Objective: List each line of the records below that contains the string "green", copying every such line in full.

****************

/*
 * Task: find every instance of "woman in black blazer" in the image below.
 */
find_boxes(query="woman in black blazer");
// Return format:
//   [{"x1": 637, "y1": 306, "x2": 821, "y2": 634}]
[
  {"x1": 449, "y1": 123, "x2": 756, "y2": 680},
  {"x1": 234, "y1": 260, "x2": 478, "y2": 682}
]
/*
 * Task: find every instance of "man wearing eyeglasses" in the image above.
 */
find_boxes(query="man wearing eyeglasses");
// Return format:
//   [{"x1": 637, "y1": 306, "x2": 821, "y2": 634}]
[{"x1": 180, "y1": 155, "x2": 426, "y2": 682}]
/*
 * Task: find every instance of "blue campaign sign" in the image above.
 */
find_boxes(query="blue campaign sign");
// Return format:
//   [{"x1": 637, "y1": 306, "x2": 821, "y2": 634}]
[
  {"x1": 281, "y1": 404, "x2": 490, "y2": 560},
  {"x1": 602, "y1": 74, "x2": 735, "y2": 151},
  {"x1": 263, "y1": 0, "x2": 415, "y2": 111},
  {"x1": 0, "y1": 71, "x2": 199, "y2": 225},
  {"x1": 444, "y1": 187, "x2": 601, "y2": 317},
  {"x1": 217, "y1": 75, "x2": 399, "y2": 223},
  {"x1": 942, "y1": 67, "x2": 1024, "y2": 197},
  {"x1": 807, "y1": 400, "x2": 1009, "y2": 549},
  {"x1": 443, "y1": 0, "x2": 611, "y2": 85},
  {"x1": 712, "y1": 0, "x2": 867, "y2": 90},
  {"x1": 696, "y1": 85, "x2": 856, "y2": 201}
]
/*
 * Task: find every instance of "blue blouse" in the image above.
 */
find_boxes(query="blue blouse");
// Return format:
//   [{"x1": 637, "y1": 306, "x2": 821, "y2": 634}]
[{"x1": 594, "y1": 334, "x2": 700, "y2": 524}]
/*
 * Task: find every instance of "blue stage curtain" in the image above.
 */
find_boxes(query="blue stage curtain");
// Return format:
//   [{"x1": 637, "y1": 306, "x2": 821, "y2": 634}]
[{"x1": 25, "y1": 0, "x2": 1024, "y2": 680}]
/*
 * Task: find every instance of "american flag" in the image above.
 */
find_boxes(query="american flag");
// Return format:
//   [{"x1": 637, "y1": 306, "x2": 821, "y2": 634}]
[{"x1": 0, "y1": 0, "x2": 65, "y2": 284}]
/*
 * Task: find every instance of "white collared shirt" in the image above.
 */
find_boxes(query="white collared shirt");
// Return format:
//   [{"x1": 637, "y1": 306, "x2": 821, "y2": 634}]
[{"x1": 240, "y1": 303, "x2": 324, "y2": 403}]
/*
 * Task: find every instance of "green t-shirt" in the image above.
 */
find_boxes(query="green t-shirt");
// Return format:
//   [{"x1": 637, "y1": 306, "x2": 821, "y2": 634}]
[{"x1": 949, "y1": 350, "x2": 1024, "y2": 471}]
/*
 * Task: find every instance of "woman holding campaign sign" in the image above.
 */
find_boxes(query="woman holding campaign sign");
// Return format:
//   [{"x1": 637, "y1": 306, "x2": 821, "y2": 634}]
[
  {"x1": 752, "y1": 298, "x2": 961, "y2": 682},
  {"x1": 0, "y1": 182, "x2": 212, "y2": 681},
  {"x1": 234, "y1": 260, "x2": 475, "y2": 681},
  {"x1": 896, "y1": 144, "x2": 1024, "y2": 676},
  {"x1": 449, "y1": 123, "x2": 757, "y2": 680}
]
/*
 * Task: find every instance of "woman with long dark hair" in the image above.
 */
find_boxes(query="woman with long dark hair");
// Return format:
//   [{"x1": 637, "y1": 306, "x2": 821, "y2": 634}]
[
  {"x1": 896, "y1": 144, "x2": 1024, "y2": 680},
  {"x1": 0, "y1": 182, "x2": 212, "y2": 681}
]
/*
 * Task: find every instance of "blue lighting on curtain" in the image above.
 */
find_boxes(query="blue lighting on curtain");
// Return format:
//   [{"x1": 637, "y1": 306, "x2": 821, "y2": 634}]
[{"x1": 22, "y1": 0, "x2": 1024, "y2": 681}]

****************

Full response:
 * Task: find every instance of "green t-shirt" in the image above.
find_boxes(query="green t-shirt");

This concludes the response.